Textauszug –
Dies ist eine Übersetzung des Artikels „Esto decimos las feministas“ von Pilar Aguilar Carrasco (*1946 in Siles/Spanien, Feministische Soziologin, Wissenschaftlerin, feministische Film- und Fernsehkritikerin), die uns freundlicherweise zur Verfügung gestellt wurde von Radfem Munich.
Hinweis: Das generische Femininum war ausdrücklich gewünscht :-).
Man kann mit den Vorwürfen, die viele Feministinnen gegen das sogenannte „Trans-Gesetz“ erheben, einverstanden oder nicht einverstanden sein. Aber es ist inakzeptabel, dass uns Handlungen, Positionen, Worte vorgeworfen werden, die uns nicht gehören.
Wir treten dafür ein, dass Menschen, ihre Rechte, ihre Gefühle, und ihre Art zu sein, respektiert werden müssen. Wir fordern es für jeden Menschen. Es ist auch das, was die aktuelle Gesetzgebung unseres Landes vorschreibt.
Und brauchen bestimmte Gruppen, die als besonders benachteiligt, wehrlos oder verletzlich gelten (wie Transsexuelle, Flüchtlinge, Lesben, Schwule, Menschen mit Behinderungen oder Angehörige ethnischer Minderheiten usw.) einen besonderen Schutz? Brauchen sie Gesetze, die für sie spezifische Aspekte festlegen, sie speziell vor Aggressionen schützen und diejenigen bestrafen, die sie demütigen und misshandeln? Selbstverständlich und Feministinnen sind NICHT DAGEGEN.

Das Material –
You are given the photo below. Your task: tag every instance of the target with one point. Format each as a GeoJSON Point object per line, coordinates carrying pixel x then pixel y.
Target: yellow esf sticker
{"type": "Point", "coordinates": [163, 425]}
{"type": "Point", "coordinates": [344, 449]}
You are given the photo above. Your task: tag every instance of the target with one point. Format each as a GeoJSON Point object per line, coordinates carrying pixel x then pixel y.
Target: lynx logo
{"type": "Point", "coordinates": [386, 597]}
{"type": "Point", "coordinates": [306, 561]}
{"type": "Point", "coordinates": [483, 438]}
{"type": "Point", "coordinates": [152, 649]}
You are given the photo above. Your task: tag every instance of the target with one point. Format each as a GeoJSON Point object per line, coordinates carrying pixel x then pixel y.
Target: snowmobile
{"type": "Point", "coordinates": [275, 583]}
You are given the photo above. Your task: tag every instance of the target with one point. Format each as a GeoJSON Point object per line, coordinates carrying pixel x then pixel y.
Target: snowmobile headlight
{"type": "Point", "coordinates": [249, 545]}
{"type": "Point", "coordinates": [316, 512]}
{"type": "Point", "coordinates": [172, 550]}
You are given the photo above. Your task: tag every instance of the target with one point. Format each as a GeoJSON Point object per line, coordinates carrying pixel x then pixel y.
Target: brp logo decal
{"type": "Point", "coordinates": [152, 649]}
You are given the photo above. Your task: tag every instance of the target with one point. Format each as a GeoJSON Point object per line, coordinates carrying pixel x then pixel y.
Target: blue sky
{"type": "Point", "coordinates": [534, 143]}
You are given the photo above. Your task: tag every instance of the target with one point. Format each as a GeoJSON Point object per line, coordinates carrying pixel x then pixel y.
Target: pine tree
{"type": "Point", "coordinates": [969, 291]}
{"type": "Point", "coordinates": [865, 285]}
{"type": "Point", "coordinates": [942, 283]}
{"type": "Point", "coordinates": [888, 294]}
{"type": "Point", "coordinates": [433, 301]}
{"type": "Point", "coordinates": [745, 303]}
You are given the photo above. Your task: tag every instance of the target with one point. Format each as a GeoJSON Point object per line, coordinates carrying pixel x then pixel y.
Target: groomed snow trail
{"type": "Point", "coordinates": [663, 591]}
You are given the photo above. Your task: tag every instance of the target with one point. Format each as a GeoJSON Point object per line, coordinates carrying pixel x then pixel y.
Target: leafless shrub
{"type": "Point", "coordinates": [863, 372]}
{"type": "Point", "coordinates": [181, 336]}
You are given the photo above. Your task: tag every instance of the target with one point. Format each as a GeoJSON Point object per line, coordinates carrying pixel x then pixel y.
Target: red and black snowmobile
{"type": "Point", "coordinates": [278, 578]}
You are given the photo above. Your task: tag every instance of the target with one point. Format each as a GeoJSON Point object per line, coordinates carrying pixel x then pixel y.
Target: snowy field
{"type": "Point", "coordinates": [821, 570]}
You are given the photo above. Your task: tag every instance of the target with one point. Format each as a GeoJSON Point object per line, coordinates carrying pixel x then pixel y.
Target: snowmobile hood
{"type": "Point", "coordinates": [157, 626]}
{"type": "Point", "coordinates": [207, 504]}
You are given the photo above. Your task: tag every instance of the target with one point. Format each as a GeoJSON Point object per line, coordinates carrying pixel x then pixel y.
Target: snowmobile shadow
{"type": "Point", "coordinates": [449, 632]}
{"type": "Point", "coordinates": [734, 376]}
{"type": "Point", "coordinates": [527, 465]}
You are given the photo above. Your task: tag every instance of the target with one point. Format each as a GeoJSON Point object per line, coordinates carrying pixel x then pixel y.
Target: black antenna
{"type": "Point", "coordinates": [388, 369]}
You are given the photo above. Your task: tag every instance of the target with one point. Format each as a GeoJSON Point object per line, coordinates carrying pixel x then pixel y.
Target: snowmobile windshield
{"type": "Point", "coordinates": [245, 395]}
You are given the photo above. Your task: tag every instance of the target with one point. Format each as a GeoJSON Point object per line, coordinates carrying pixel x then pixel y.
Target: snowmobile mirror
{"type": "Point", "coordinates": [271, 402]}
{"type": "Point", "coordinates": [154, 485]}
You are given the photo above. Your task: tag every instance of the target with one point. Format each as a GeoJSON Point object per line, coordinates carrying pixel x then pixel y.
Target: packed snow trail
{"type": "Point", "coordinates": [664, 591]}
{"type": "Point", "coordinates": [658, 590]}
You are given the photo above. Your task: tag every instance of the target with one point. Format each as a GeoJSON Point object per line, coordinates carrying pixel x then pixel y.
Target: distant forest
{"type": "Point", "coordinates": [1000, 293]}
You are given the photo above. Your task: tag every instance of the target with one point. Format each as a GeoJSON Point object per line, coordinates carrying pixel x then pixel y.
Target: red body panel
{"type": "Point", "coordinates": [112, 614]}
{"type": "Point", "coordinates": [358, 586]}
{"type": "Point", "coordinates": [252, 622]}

Arbeitsauftrag 1 – Gib aus dem Textauszug wortgetreu die Stelle wieder, die mit „Man kann mit“ beginnt und bis einschließlich „uns nicht gehören.“ reicht.
Arbeitsauftrag 2 – Führe den Text über die Haltung von Feministinnen zum sogenannten „Trans-Gesetz“ im Anschluss an seinen letzten Satz weiter.

Antwortfeld 1 –
Man kann mit den Vorwürfen, die viele Feministinnen gegen das sogenannte „Trans-Gesetz“ erheben, einverstanden oder nicht einverstanden sein. Aber es ist inakzeptabel, dass uns Handlungen, Positionen, Worte vorgeworfen werden, die uns nicht gehören.

Antwortfeld 2 –
Aber Feministinnen, wie auch viele andere Menschen, sind der Meinung, dass dieser Schutz keineswegs bedeutet, dass eine Selbstdefinition ausreicht, um de facto zu einer Gruppe zu gehören, die besonderer Aufmerksamkeit bedarf. Niemand kann sich selbst als behindert bezeichnen, niemand kann sich selbst als Vollwaise bezeichnen, niemand kann sich selbst als Flüchtling bezeichnen, niemand kann sich selbst als arbeitslos bezeichnen … Kurz gesagt: sie können es, aber die rechtliche Anerkennung fordert bestimmte Voraussetzungen.
Dieser Entwurf eines „Trans-Gesetzes“ wird jedoch die Selbstdeklaration als ausreichend betrachten. Ein Privileg, das sonst NIEMAND hat. Ich zum Beispiel kann in meinem Ausweis kein anderes Alter oder einen anderen Geburtsort eintragen lassen, aber ich könnte zu einem Gericht gehen und dort erklären, dass ich ein Mann bin.
Andererseits sieht das Gesetz besondere Hilfen für Trans-Personen vor: z. B. am Arbeitsplatz, Reservierungen und Quoten. Das ist im Vergleich zu allen anderen Hilfsbedürftigen ein krasse Benachteiligung. Denn alle anderen müssen eigentlich Bescheinigungen und Nachweise über ihren Stand oder Status vorlegen, anstatt nur Selbsterklärungen.
Befürworter dieses Gesetzes behaupten, es sei erniedrigend für Trans-Menschen, Psychotherapeutinnen oder Ärztinnen aufsuchen zu müssen, weil so was „pathologisierend“ sei.
Aber wenn eine Person eine Magenverkleinerung wünscht, braucht sie eine Diagnose von einem oder mehreren Fachleuten, die bescheinigen, dass sie wirklich fettleibig ist und dass ihre Fettleibigkeit nicht auf andere Probleme zurückzuführen ist, die ebenfalls behandelt werden sollten.
Auch wer unter Migräne leidet, muss, um eine adäquate Medikation zu erhalten, zu einer Spezialistin gehen, der zunächst eine Reihe von Tests durchführt.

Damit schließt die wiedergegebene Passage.